Your objective -
Which lines in the data below contain the word "navy"? Return each of them.
+++ Data supplied +++
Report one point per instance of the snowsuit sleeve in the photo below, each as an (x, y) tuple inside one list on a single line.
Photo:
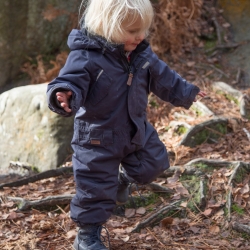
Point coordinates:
[(170, 86), (75, 77)]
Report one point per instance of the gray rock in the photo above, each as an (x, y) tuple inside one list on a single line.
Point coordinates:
[(30, 132)]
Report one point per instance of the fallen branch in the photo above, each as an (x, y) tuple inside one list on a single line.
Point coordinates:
[(155, 217), (38, 177), (189, 138), (24, 204), (158, 188), (241, 228)]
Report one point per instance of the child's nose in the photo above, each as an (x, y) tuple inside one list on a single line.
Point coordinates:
[(140, 36)]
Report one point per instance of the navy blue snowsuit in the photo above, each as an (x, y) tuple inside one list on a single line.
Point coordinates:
[(109, 101)]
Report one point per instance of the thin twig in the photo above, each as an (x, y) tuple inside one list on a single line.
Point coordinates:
[(154, 236)]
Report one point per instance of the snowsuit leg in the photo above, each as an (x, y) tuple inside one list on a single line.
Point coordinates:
[(96, 170)]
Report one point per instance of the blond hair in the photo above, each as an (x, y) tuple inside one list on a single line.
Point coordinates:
[(105, 17)]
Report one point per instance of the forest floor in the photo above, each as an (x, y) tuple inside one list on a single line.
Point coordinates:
[(184, 224)]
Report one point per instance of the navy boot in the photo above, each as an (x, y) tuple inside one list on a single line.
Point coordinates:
[(89, 238)]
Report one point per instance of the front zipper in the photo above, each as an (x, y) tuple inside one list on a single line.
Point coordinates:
[(130, 78)]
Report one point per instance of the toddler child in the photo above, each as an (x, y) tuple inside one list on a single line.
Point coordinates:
[(105, 83)]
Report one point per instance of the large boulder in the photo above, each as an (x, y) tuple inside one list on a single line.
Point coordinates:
[(30, 132)]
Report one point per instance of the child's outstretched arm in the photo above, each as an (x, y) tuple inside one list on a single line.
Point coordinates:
+++
Answer to the problem -
Report one point per instance of the navy blue snowsuit in the photo above, each as an (x, y) tuple inside one list on a single line.
Report one point per instance of the navy boot in the photo above, each as an (x, y) tuple inside one list on a single line.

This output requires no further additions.